** Brief **
Please print the entries exactly, omitting each image.

** Source data **
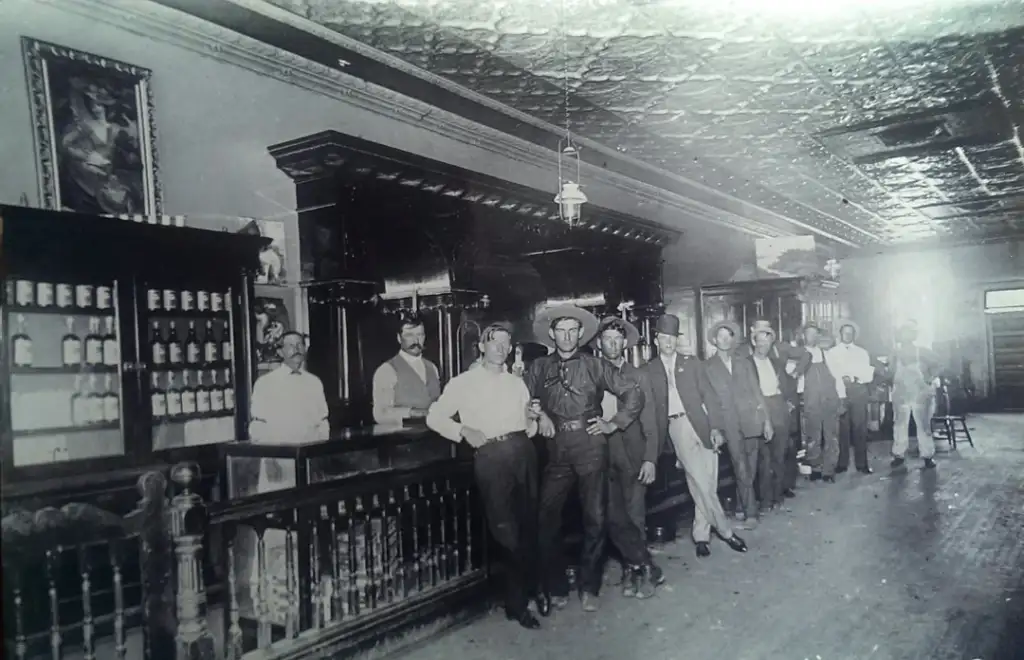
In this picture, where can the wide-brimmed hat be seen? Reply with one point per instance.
(667, 324)
(632, 334)
(843, 322)
(544, 318)
(732, 325)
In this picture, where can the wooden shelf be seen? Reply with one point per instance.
(59, 311)
(110, 426)
(72, 370)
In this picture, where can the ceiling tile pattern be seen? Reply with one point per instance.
(877, 121)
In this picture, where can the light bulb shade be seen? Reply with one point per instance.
(569, 201)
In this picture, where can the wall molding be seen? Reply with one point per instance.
(156, 22)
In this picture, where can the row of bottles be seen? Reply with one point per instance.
(198, 393)
(99, 347)
(168, 349)
(26, 293)
(170, 300)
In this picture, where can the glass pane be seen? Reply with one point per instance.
(1007, 298)
(188, 351)
(65, 377)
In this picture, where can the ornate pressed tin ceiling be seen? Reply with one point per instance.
(876, 121)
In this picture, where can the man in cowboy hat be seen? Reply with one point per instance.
(778, 462)
(823, 392)
(687, 410)
(853, 365)
(744, 411)
(632, 458)
(570, 385)
(915, 375)
(496, 420)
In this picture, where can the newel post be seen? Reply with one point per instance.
(193, 638)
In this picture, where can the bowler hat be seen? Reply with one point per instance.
(667, 324)
(632, 334)
(732, 325)
(544, 318)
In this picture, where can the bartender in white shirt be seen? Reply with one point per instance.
(853, 369)
(288, 407)
(497, 422)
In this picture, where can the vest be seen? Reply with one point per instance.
(410, 391)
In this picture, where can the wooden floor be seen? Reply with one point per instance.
(908, 565)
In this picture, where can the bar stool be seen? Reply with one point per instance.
(945, 426)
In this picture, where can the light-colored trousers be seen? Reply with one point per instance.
(700, 465)
(922, 412)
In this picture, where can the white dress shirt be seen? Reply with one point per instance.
(493, 403)
(767, 376)
(675, 401)
(385, 380)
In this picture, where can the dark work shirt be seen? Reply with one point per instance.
(572, 388)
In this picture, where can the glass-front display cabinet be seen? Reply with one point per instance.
(121, 340)
(259, 468)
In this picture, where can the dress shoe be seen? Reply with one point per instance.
(526, 620)
(736, 543)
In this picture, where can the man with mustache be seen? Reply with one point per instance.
(406, 385)
(632, 457)
(570, 385)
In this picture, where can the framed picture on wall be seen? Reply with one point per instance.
(93, 126)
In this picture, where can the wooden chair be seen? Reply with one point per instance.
(945, 426)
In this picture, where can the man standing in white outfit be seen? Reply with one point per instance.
(497, 422)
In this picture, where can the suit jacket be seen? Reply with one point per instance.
(639, 442)
(702, 406)
(739, 394)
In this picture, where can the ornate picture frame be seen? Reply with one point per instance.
(94, 132)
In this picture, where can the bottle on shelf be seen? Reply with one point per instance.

** Answer section **
In this picture, where can the wide-brimmed hat be seen? Reply with one point per instance.
(667, 324)
(632, 334)
(843, 322)
(544, 318)
(732, 325)
In this picture, where can the wooden shelf be seen? Reply with one point per instance.
(59, 311)
(110, 426)
(72, 370)
In this picture, where can the ceiling tile pattern be seen? Reply with one point per instance.
(877, 121)
In this picture, where can the light bulb shade be seen? Reply with one point per instance.
(569, 201)
In this picture, where can the wall molding be seen? Reply with one point per instance.
(156, 22)
In this picture, where can the row of bottles be seen? Reply with one point per instance.
(198, 393)
(99, 347)
(168, 349)
(26, 293)
(170, 300)
In this picture, where can the glass pane be seen? Reply with one point per instance.
(1007, 298)
(188, 351)
(65, 377)
In this picture, where can the ornate pressed tin ceiling be seen? Reply with one point per instance.
(876, 121)
In this picture, where can the man in cowboy hat be seen? Reply with one point per instance.
(778, 462)
(823, 392)
(687, 410)
(853, 365)
(744, 411)
(632, 458)
(570, 385)
(915, 375)
(496, 420)
In this picture, where can the newel post be seen? Reply with one point per instance.
(193, 638)
In this picture, where can the bowler hat be seen? Reply with one point per instance.
(667, 324)
(632, 334)
(732, 325)
(544, 318)
In this picture, where can the bartender in white shirt be seen? Reply with one point per instance.
(853, 369)
(288, 407)
(497, 422)
In this picture, where can the vest be seen? Reply with one point per instance.
(410, 391)
In this picture, where can the wooden floor be seen? Reply with one point per instance.
(908, 565)
In this picture, where can the bar stool be seen? Reply with one point per instance.
(945, 426)
In this picture, where can the light-colored trousers be seen? Reply with one point per instance.
(700, 465)
(922, 412)
In this picture, where can the white dress shirt be seen? Reply with one point per instance.
(493, 403)
(767, 376)
(675, 401)
(385, 380)
In this picture, where can the dark work shirt be seen? Reply with one point per instance.
(572, 388)
In this picture, where can the glass-front display cabinet be seen? Reply with one point per instance.
(121, 340)
(259, 468)
In this picture, where can the dress shoe be seen? Reply with one point per instance.
(526, 620)
(736, 543)
In this picture, where can the man with mustache be seen? Reply with one point per instance.
(406, 385)
(632, 457)
(570, 385)
In this picture, where can the framed picture on wall be seen? Reply with one point per instance.
(93, 126)
In this picture, where can the wooden chair be seen? Reply with one point per instance.
(945, 426)
In this picture, where can the man standing in white outfit be seen? Reply with one point per instance.
(497, 422)
In this picture, where can the suit jacket be seen? Reply with one point per instance.
(639, 442)
(702, 406)
(739, 394)
In this picture, where can the ornate picture frame be seen? Reply with one point per instance.
(94, 132)
In this picture, where can the bottle on shelf be seen? Reply with one point per instance.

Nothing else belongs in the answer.